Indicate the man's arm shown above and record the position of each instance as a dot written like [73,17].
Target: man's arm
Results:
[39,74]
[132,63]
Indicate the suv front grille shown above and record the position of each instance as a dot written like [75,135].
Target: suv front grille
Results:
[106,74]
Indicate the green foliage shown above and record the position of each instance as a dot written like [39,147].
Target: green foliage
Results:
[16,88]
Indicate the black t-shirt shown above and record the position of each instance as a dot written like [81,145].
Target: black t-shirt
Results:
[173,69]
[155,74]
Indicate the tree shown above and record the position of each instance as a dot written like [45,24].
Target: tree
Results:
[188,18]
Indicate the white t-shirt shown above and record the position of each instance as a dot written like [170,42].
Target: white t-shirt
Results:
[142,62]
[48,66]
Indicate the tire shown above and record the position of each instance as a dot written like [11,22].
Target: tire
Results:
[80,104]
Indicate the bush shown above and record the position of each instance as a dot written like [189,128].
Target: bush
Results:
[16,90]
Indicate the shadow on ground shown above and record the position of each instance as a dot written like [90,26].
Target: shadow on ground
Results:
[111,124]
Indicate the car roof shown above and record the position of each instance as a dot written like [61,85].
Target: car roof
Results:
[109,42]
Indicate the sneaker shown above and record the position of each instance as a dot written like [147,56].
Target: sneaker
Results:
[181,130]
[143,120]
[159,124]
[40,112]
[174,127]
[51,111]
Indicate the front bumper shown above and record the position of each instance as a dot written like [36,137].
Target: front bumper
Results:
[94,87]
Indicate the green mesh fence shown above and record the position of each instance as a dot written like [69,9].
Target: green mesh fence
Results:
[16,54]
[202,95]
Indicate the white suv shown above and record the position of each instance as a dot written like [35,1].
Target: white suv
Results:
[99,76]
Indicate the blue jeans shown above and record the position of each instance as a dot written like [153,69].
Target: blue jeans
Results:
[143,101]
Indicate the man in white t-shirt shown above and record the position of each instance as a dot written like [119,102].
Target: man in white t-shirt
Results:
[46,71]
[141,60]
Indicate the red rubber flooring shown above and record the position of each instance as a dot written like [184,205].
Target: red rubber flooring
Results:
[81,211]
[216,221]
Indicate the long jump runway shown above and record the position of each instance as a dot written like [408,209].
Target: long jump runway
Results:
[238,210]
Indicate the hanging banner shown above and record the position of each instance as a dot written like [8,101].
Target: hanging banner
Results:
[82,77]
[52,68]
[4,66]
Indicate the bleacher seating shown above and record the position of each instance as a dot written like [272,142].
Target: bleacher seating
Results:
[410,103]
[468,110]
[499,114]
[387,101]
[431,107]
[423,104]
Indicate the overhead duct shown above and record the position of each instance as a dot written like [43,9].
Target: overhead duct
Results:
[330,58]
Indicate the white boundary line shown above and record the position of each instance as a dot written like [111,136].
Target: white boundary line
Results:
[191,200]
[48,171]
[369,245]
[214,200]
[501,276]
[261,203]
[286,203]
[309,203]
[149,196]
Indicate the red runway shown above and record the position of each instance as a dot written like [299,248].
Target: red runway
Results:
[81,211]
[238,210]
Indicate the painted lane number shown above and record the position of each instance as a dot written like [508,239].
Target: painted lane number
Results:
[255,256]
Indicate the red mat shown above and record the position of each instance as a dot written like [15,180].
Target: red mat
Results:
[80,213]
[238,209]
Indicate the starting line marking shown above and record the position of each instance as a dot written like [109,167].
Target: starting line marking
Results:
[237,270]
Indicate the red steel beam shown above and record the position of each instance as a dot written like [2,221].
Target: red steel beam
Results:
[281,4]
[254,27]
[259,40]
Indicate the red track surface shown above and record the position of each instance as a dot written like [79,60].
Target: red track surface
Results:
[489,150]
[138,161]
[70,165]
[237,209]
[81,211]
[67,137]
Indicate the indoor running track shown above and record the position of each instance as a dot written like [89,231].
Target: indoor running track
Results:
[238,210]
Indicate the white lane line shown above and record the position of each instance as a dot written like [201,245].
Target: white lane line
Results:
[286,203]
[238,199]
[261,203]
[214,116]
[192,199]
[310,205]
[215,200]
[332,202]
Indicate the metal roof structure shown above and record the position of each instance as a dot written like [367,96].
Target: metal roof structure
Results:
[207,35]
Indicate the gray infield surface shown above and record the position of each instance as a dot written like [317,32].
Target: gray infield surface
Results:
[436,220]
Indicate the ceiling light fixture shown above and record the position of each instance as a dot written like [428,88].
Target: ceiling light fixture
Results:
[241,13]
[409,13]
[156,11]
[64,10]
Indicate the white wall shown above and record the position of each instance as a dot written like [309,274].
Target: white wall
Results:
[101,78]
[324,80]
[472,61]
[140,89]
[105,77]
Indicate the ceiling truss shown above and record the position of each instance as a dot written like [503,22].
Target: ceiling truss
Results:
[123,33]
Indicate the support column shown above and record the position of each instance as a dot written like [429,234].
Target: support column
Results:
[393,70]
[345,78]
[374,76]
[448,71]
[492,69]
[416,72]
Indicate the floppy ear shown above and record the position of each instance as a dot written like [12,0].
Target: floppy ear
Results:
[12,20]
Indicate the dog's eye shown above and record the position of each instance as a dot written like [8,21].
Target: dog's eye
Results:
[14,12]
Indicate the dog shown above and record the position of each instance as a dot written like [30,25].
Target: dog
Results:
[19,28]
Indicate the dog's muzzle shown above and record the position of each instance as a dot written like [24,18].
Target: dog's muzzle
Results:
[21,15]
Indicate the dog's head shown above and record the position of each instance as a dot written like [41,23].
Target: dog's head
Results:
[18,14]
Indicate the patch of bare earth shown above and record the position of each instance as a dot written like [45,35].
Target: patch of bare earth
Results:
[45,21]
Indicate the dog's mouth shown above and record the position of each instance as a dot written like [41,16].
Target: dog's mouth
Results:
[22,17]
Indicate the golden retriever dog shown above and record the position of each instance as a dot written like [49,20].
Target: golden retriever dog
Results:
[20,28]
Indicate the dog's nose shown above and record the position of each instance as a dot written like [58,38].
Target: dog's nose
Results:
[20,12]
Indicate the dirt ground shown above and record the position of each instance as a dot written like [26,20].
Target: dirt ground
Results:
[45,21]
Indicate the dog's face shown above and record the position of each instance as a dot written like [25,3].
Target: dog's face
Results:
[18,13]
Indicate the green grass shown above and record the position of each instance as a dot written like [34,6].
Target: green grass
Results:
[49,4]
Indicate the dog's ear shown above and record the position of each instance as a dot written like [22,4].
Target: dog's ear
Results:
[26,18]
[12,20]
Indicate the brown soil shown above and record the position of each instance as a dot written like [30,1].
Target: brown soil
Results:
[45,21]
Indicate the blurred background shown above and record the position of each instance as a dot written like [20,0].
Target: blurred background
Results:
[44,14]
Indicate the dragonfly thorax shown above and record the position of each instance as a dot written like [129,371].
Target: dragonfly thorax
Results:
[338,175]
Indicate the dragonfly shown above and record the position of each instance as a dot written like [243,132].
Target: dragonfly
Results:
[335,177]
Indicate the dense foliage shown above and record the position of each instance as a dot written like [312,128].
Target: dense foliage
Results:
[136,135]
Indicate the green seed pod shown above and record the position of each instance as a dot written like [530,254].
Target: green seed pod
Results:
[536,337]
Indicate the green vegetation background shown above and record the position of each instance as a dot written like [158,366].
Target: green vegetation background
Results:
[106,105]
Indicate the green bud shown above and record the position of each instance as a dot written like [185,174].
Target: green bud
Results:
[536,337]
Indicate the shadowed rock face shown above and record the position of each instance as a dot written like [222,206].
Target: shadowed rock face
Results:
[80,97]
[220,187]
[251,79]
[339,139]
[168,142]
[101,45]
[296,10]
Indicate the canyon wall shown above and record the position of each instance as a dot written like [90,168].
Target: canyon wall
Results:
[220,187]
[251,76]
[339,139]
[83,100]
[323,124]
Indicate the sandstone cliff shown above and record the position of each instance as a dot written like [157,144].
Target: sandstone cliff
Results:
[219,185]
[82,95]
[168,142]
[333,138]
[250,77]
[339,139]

* * *

Directions: State, as a number only, how many lines in the entries include "mesh".

Reply: 2